Please give the count of lines below with the string "wall" in them, and no other words.

▼

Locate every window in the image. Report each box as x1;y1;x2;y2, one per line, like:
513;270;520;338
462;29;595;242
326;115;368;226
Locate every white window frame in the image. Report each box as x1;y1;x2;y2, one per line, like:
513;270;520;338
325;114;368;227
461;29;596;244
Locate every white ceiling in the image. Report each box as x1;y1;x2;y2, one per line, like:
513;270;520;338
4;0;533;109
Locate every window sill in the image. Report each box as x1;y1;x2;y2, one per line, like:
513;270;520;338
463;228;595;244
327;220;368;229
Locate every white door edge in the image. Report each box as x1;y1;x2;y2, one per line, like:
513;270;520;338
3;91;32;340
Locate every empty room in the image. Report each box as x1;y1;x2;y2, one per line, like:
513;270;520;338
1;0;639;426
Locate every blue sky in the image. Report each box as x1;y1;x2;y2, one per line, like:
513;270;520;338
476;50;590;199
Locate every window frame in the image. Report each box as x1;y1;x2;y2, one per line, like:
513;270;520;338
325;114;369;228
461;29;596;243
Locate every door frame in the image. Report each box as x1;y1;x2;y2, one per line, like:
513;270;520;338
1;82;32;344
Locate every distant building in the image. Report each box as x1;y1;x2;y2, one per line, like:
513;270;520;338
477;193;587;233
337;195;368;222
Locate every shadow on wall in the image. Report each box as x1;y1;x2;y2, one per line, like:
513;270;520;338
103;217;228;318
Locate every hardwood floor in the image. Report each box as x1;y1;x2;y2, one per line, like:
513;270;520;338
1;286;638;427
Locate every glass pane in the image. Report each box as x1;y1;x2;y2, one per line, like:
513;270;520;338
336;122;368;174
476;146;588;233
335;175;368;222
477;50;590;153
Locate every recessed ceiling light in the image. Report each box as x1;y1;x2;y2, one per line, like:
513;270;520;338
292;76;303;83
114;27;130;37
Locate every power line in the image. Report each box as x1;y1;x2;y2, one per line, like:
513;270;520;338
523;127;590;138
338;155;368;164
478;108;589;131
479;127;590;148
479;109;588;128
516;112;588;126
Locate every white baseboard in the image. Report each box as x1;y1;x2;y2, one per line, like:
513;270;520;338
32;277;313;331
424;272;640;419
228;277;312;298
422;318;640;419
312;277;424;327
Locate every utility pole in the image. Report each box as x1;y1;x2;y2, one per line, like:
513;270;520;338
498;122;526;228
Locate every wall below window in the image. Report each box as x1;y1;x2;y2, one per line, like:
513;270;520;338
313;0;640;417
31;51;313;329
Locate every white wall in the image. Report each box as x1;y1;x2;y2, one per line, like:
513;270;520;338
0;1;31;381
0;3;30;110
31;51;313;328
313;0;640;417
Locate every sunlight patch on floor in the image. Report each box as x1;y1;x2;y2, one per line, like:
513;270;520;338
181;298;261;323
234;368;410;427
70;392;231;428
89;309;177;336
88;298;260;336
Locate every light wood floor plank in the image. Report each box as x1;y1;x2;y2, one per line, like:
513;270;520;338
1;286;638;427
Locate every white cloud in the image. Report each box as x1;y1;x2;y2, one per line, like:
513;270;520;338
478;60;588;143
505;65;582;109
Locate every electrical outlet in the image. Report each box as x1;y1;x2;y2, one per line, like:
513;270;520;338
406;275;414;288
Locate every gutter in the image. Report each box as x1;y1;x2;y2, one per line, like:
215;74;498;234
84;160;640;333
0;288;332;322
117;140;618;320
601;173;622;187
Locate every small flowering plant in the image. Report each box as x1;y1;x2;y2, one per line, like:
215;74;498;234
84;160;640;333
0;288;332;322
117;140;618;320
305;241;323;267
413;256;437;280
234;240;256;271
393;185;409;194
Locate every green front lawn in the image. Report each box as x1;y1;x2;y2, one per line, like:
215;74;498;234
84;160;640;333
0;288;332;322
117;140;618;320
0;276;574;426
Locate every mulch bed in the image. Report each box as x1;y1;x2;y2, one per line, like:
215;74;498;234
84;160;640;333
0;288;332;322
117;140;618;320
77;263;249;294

▲

Answer section = 3